**Предоставленный текст**

«Женщина не может себя вести вызывающе»: почему жертв притеснений делают виноватыми | мода на elenamalisheva

И как с этим бороться.

Спор о том, что жертвы сами провоцируют агрессоров, важный и страшный одновременно. Важный для того, кого могут оболгать. И страшный для тех, кого притесняют, а общество при этом встает на защиту обидчика с криками «сама виновата», оправдывающими любое насилие. Сегодня поговорим о том, почему и как оправдывают агрессоров. Для лучшего понимания проблемы предлагаем прочитать предыдущие материалы цикла: о личных границах и о причинах возникновения харассмента.

Ответы на вопрос, кто же виноват больше — агрессор, мишень или вовсе обстоятельства, — мы постарались найти вместе с Ириной Тартаковской, кандидатом социологических наук, старшим научным сотрудником Института социологии Федерального научно-исследовательского социологического центра РАН. Материал подготовлен также с помощью экспертов и Адвокатского бюро «S&K Вертикаль» в рамках проекта Don’t touch me под руководством Юлии Андреевой.

**Исходные данные**

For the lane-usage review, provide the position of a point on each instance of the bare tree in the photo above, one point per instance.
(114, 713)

**Поставленные задачи**
a. Под чьим руководством ведется проект Don’t touch me, упомянутый в статье об обвинении жертв притеснений?
b. Перепишите из статьи об обвинении жертв притеснений без изменений фрагмент, который открывается словами «Ответы на вопрос, кто» и завершается словами «руководством Юлии Андреевой.».
c. Продолжите статью об обвинении жертв притеснений, начав сразу после ее последнего предложения.

**Ответы по заданиям**
a. Под руководством Юлии Андреевой.

b.
Ответы на вопрос, кто же виноват больше — агрессор, мишень или вовсе обстоятельства, — мы постарались найти вместе с Ириной Тартаковской, кандидатом социологических наук, старшим научным сотрудником Института социологии Федерального научно-исследовательского социологического центра РАН. Материал подготовлен также с помощью экспертов и Адвокатского бюро «S&K Вертикаль» в рамках проекта Don’t touch me под руководством Юлии Андреевой.

c.
Отсутствие ответственности за харассмент многие объясняют неготовностью общества к таким изменениям. Ведь издавна считалось, что мужчина — это охотник, который должен завоевывать женщину, а та должна ему покориться и с благодарностью принимать любые знаки внимания. Но времена меняются, а патриархальные устои постепенно отходят на второй план.

Правда еще далеко не все понимают, что если девушка пришла в бар в коротком платье, это не повод навязывать свое общество и пытаться с ней вступить в физический контакт, если она изначально отказала и дала понять, что ей это неприятно. Но все равно большинство будут думать, что раз девушка пришла вечером в заведение, значит, она готова к любовным приключениям. 

Также и молодой сотруднице, только что окончившей институт, вряд ли приятны сальные комментарии начальника. Хотя все вокруг будут твердить: «Надо радоваться, что тебя заприметил такой важный человек! Это может помочь твоей карьере!» И здесь возникает важный вопрос, с которого мы начнем поиск истины вместе с Ириной Тартаковской.

Почему общество чаще всего оправдывает домогательства? 

В гендерных отношениях большую роль играют неформальные нормы, установившиеся конвенции. Конечно, есть законы, которые определяют порядок гендерного взаимодействия. Но как складываются отношения на конкретных социальных аренах — это решается обычно конвенциями, то есть теми нормами, которые сложились исторически.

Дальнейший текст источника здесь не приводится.